## DO THIS
The records below must be transcribed exactly. Do not include the pictures.

## INFORMATION GIVEN
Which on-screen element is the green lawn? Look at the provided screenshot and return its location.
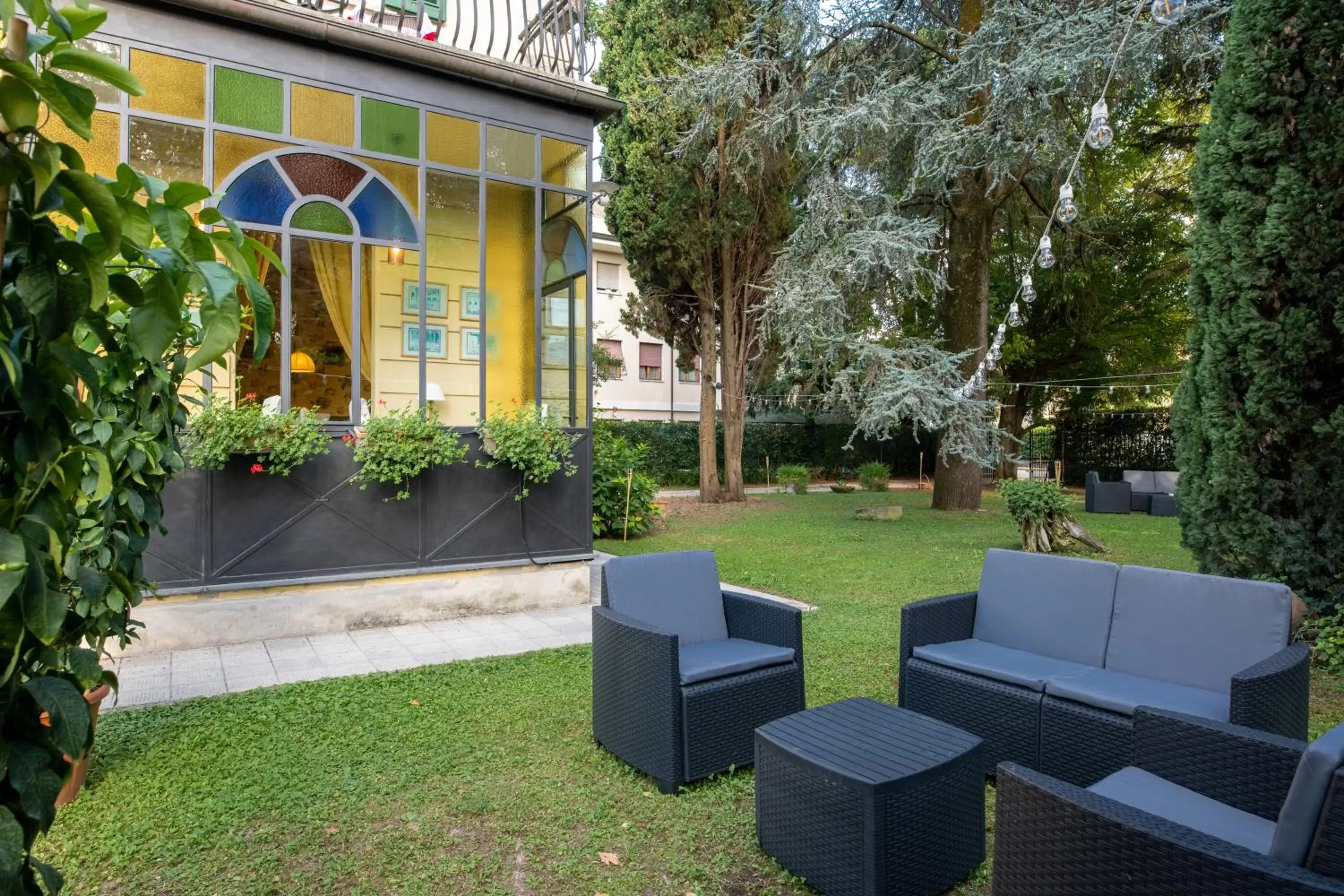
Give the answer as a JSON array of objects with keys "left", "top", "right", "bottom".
[{"left": 40, "top": 491, "right": 1344, "bottom": 896}]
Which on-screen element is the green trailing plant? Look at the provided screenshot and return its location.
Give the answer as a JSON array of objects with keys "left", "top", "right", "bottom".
[
  {"left": 0, "top": 0, "right": 278, "bottom": 895},
  {"left": 476, "top": 399, "right": 579, "bottom": 501},
  {"left": 780, "top": 463, "right": 812, "bottom": 494},
  {"left": 999, "top": 479, "right": 1106, "bottom": 553},
  {"left": 181, "top": 394, "right": 331, "bottom": 475},
  {"left": 344, "top": 407, "right": 466, "bottom": 501},
  {"left": 859, "top": 461, "right": 891, "bottom": 491},
  {"left": 593, "top": 423, "right": 659, "bottom": 537}
]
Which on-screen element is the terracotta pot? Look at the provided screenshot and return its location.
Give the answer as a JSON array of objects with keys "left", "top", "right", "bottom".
[{"left": 56, "top": 685, "right": 112, "bottom": 806}]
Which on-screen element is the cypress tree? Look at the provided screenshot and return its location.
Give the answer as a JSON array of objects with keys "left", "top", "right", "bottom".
[{"left": 1173, "top": 0, "right": 1344, "bottom": 610}]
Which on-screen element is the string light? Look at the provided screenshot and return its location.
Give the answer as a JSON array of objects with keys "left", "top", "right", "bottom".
[
  {"left": 1087, "top": 97, "right": 1116, "bottom": 149},
  {"left": 1055, "top": 183, "right": 1078, "bottom": 224}
]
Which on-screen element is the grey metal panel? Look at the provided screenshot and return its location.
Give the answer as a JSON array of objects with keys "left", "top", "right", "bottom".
[{"left": 145, "top": 431, "right": 593, "bottom": 590}]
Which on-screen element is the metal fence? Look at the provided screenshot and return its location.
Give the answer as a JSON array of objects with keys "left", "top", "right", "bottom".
[{"left": 277, "top": 0, "right": 595, "bottom": 81}]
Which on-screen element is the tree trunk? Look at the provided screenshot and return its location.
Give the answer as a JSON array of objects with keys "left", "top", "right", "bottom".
[
  {"left": 933, "top": 184, "right": 995, "bottom": 510},
  {"left": 699, "top": 294, "right": 722, "bottom": 504}
]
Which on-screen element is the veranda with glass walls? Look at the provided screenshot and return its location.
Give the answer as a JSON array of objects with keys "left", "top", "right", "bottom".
[{"left": 73, "top": 0, "right": 614, "bottom": 592}]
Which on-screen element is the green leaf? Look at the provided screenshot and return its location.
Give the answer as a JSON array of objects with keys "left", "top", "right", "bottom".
[
  {"left": 56, "top": 168, "right": 121, "bottom": 251},
  {"left": 22, "top": 588, "right": 66, "bottom": 643},
  {"left": 0, "top": 78, "right": 43, "bottom": 130},
  {"left": 129, "top": 271, "right": 181, "bottom": 362},
  {"left": 23, "top": 674, "right": 89, "bottom": 756},
  {"left": 0, "top": 806, "right": 24, "bottom": 880},
  {"left": 164, "top": 180, "right": 210, "bottom": 211},
  {"left": 0, "top": 530, "right": 28, "bottom": 607},
  {"left": 187, "top": 293, "right": 242, "bottom": 374},
  {"left": 243, "top": 277, "right": 276, "bottom": 362}
]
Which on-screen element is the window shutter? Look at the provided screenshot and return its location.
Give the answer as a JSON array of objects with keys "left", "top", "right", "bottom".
[{"left": 597, "top": 262, "right": 621, "bottom": 292}]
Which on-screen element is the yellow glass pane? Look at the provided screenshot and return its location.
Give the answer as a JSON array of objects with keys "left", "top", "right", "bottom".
[
  {"left": 42, "top": 110, "right": 121, "bottom": 177},
  {"left": 425, "top": 112, "right": 481, "bottom": 168},
  {"left": 289, "top": 85, "right": 355, "bottom": 146},
  {"left": 130, "top": 48, "right": 206, "bottom": 118},
  {"left": 542, "top": 137, "right": 587, "bottom": 190},
  {"left": 484, "top": 180, "right": 536, "bottom": 411},
  {"left": 358, "top": 156, "right": 419, "bottom": 218},
  {"left": 214, "top": 130, "right": 290, "bottom": 190}
]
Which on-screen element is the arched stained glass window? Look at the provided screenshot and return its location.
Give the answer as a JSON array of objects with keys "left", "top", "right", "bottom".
[{"left": 219, "top": 152, "right": 419, "bottom": 245}]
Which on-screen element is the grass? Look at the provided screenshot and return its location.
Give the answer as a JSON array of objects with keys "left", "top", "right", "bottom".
[{"left": 39, "top": 491, "right": 1344, "bottom": 896}]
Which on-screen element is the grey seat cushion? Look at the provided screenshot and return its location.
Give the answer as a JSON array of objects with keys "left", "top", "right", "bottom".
[
  {"left": 972, "top": 549, "right": 1120, "bottom": 666},
  {"left": 1046, "top": 669, "right": 1230, "bottom": 721},
  {"left": 1087, "top": 766, "right": 1274, "bottom": 854},
  {"left": 1120, "top": 470, "right": 1157, "bottom": 491},
  {"left": 602, "top": 551, "right": 728, "bottom": 646},
  {"left": 1269, "top": 725, "right": 1344, "bottom": 865},
  {"left": 914, "top": 638, "right": 1093, "bottom": 690},
  {"left": 677, "top": 638, "right": 793, "bottom": 685},
  {"left": 1105, "top": 565, "right": 1293, "bottom": 694}
]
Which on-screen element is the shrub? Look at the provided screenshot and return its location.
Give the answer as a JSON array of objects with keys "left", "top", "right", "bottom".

## RESULT OF THE TASK
Which on-screen element is the green lawn? Look at the provided screenshot and return its location.
Give the answer as a JSON array of objects with keys "left", "top", "right", "bottom".
[{"left": 40, "top": 491, "right": 1344, "bottom": 896}]
Which on-screen element is the green trailing plant? Look at the provided screenshot and return its location.
Give the answer as a JSON array of objects with keys "left", "top", "right", "bottom".
[
  {"left": 0, "top": 0, "right": 278, "bottom": 895},
  {"left": 476, "top": 399, "right": 579, "bottom": 501},
  {"left": 780, "top": 463, "right": 812, "bottom": 494},
  {"left": 999, "top": 479, "right": 1106, "bottom": 553},
  {"left": 181, "top": 394, "right": 331, "bottom": 475},
  {"left": 344, "top": 407, "right": 466, "bottom": 501},
  {"left": 859, "top": 461, "right": 891, "bottom": 491},
  {"left": 593, "top": 423, "right": 659, "bottom": 537}
]
Which on-screen element is the terracotta pot? Look at the provided screenshot and return its location.
Give the answer as a JSON array of objects with keys "left", "top", "right", "bottom".
[{"left": 56, "top": 685, "right": 112, "bottom": 806}]
Which on-screen element is the cypress tree? Look at the provided screenshot and return its location.
Give the answer as a JSON array of objects with keys "left", "top", "right", "bottom".
[{"left": 1173, "top": 0, "right": 1344, "bottom": 610}]
Which on-screen element is the string light? Look at the provided screenshot and return its location.
Give the answer as a JSON array of objects with keys "left", "top", "right", "bottom".
[
  {"left": 1087, "top": 97, "right": 1116, "bottom": 149},
  {"left": 1055, "top": 183, "right": 1078, "bottom": 224}
]
Which on-screen element is the grey metal panel? Look at the provided screenshot and return its location.
Give the answer as a JSON array of objects with keys "left", "top", "right", "bottom".
[{"left": 145, "top": 431, "right": 593, "bottom": 590}]
Which on-screen element is the metal fence? Look at the provided screenshot and return its location.
Give the answer as a JSON array of objects with keys "left", "top", "right", "bottom".
[{"left": 277, "top": 0, "right": 595, "bottom": 81}]
Which on-screen element is the tree trunk? Look at the provided screenshot and return its location.
Give the answer as a JSON array of objects with keys "left", "top", "right", "bottom".
[
  {"left": 933, "top": 184, "right": 995, "bottom": 510},
  {"left": 699, "top": 294, "right": 722, "bottom": 504}
]
Which on-screen element is the veranda with glass walls? Look at the provided screenshot and return its location.
Give the answer as a JSON array of objects with keys "left", "top", "right", "bottom".
[{"left": 73, "top": 0, "right": 614, "bottom": 592}]
Which on-screen element is the green leaf? Look at the provided screenshot and return its location.
Give the answer as a JSON array of objects with keys "left", "top", "right", "bottom".
[
  {"left": 56, "top": 168, "right": 121, "bottom": 251},
  {"left": 22, "top": 588, "right": 66, "bottom": 643},
  {"left": 0, "top": 78, "right": 43, "bottom": 130},
  {"left": 129, "top": 271, "right": 181, "bottom": 362},
  {"left": 23, "top": 674, "right": 89, "bottom": 756},
  {"left": 0, "top": 806, "right": 24, "bottom": 880},
  {"left": 164, "top": 180, "right": 210, "bottom": 211},
  {"left": 0, "top": 530, "right": 28, "bottom": 607},
  {"left": 187, "top": 293, "right": 242, "bottom": 374},
  {"left": 243, "top": 277, "right": 276, "bottom": 362}
]
Which on-screen element is the window shutter? Look at the provided screenshot and return its location.
Give the answer as a JSON array of objects with keys "left", "top", "right", "bottom".
[{"left": 597, "top": 262, "right": 621, "bottom": 292}]
Which on-screen element is the yellow glass pane? Look at the provided screenshot and return its location.
Give the answer as a JSON array of objects with keys "left", "top", "right", "bottom".
[
  {"left": 42, "top": 110, "right": 121, "bottom": 177},
  {"left": 425, "top": 112, "right": 481, "bottom": 168},
  {"left": 289, "top": 85, "right": 355, "bottom": 146},
  {"left": 130, "top": 48, "right": 206, "bottom": 118},
  {"left": 542, "top": 137, "right": 587, "bottom": 190},
  {"left": 484, "top": 180, "right": 536, "bottom": 411},
  {"left": 358, "top": 156, "right": 419, "bottom": 218},
  {"left": 214, "top": 130, "right": 290, "bottom": 190}
]
Which on-screen element is the arched stained glass window? Look at the provided screenshot and return its location.
Give the answer as a JSON array of objects with keys "left", "top", "right", "bottom".
[{"left": 219, "top": 152, "right": 419, "bottom": 245}]
Which on-screen element is the grass? Look at the provided screenshot and return its location.
Give the answer as a JSON array of objects with keys "left", "top", "right", "bottom".
[{"left": 39, "top": 491, "right": 1344, "bottom": 896}]
Which on-screen element is the grey seat cushion? Look at the provided screenshot and return its location.
Give the answer as a JSON array of objects with keys "left", "top", "right", "bottom".
[
  {"left": 972, "top": 549, "right": 1120, "bottom": 666},
  {"left": 1046, "top": 669, "right": 1230, "bottom": 721},
  {"left": 1087, "top": 766, "right": 1274, "bottom": 854},
  {"left": 1120, "top": 470, "right": 1157, "bottom": 491},
  {"left": 602, "top": 551, "right": 728, "bottom": 646},
  {"left": 1269, "top": 725, "right": 1344, "bottom": 865},
  {"left": 914, "top": 638, "right": 1093, "bottom": 690},
  {"left": 677, "top": 638, "right": 793, "bottom": 685},
  {"left": 1105, "top": 565, "right": 1293, "bottom": 694}
]
Which on-screen element is the shrub? Look at the provided screenshot and return its location.
Give the answer as a JSON array of objects with keys "left", "top", "right", "bottom".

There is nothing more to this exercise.